Write the data below out in full, exactly as it stands.
----
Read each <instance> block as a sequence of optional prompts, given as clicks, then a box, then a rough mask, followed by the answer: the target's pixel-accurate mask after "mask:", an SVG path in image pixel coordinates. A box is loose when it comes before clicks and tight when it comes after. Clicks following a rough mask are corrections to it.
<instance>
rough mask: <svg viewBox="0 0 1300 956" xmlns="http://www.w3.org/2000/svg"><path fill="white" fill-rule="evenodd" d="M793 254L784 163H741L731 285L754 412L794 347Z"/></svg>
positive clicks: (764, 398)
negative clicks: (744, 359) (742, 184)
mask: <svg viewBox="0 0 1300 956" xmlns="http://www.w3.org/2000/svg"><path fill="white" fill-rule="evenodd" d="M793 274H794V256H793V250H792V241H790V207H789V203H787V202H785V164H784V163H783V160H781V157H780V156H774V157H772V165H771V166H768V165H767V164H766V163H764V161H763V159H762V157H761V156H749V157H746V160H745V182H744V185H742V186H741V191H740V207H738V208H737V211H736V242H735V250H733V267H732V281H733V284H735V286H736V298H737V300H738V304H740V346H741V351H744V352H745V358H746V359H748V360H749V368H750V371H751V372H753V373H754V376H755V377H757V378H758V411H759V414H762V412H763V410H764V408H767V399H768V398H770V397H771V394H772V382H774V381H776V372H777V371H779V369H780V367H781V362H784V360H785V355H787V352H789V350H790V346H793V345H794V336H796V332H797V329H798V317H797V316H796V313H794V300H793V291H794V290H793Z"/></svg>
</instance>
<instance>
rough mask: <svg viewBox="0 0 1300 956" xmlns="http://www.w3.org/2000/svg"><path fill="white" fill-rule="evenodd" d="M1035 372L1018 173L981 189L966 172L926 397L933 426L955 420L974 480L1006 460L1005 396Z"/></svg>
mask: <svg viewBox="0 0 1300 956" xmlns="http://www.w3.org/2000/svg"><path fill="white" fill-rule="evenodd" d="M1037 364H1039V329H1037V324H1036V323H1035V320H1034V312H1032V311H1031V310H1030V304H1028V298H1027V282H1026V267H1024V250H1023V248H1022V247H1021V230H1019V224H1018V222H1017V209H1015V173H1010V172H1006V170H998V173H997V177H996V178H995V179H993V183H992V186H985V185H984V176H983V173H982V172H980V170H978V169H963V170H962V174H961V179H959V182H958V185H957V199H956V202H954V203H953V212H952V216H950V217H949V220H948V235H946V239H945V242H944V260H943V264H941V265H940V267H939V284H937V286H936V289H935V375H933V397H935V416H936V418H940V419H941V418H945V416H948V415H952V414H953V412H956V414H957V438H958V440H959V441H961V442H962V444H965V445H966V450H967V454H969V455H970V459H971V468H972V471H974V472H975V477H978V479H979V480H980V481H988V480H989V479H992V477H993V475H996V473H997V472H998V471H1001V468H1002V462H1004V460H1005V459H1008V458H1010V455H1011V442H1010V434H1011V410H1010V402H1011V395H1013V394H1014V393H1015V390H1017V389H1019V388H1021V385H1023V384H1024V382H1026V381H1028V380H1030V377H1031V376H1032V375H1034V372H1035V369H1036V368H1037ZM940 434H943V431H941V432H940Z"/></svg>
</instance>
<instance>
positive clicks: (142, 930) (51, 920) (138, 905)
----
» Expected output
Read each <instance> block as a sequence of optional prompts, given as clicks, then a box, then a rough mask, followed by the answer: the target's pixel-accurate mask after "mask:", an SVG path in image pixel coordinates. A box is loose when it comes before clicks and tight when it comes after. Clicks following a rough mask are corrections to it.
<instance>
rough mask: <svg viewBox="0 0 1300 956" xmlns="http://www.w3.org/2000/svg"><path fill="white" fill-rule="evenodd" d="M793 254L784 163H741L731 285L754 412L794 347Z"/></svg>
positive clicks: (764, 398)
negative clicks: (744, 359) (742, 184)
mask: <svg viewBox="0 0 1300 956" xmlns="http://www.w3.org/2000/svg"><path fill="white" fill-rule="evenodd" d="M793 274H794V256H793V250H792V241H790V207H789V203H787V202H785V164H784V163H783V160H781V157H780V156H774V157H772V165H771V166H768V165H767V164H766V163H764V161H763V159H762V157H761V156H749V157H746V160H745V182H744V185H742V186H741V191H740V207H738V208H737V211H736V242H735V250H733V267H732V281H733V284H735V286H736V298H737V300H738V304H740V346H741V351H744V352H745V358H746V359H748V360H749V368H750V371H751V372H753V373H754V376H755V377H757V378H758V411H759V414H762V412H763V410H764V408H767V399H768V398H770V397H771V394H772V382H774V381H776V372H777V371H779V369H780V367H781V362H784V360H785V355H787V352H789V350H790V346H793V345H794V336H796V332H797V329H798V317H797V316H796V313H794V300H793V291H794V290H793Z"/></svg>
</instance>
<instance>
rough mask: <svg viewBox="0 0 1300 956" xmlns="http://www.w3.org/2000/svg"><path fill="white" fill-rule="evenodd" d="M1035 372L1018 173L981 189L966 172L926 397L933 426L955 420L974 480L1006 460L1005 396Z"/></svg>
mask: <svg viewBox="0 0 1300 956" xmlns="http://www.w3.org/2000/svg"><path fill="white" fill-rule="evenodd" d="M1037 364H1039V329H1037V324H1036V323H1035V320H1034V312H1032V311H1031V310H1030V304H1028V298H1027V282H1026V267H1024V250H1023V248H1022V247H1021V230H1019V224H1018V222H1017V209H1015V173H1010V172H1006V170H998V173H997V177H996V178H995V179H993V183H992V186H985V185H984V176H983V173H982V172H980V170H978V169H963V170H962V174H961V179H959V182H958V185H957V199H956V202H954V203H953V212H952V216H950V217H949V220H948V235H946V239H945V242H944V260H943V264H941V265H940V267H939V284H937V286H936V289H935V375H933V397H935V416H936V418H940V419H941V418H945V416H948V415H952V414H953V412H956V414H957V438H958V440H959V441H961V442H962V444H965V445H966V450H967V454H969V455H970V459H971V468H972V471H974V472H975V477H978V479H979V480H980V481H988V480H989V479H992V477H993V475H996V473H997V472H998V471H1001V468H1002V462H1004V460H1005V459H1008V458H1010V455H1011V442H1010V434H1011V410H1010V402H1011V395H1013V394H1014V393H1015V390H1017V389H1019V388H1021V385H1023V384H1024V382H1026V381H1028V380H1030V377H1031V376H1032V375H1034V372H1035V369H1036V368H1037ZM940 434H943V431H941V432H940Z"/></svg>
</instance>
<instance>
positive clicks: (142, 930) (51, 920) (138, 905)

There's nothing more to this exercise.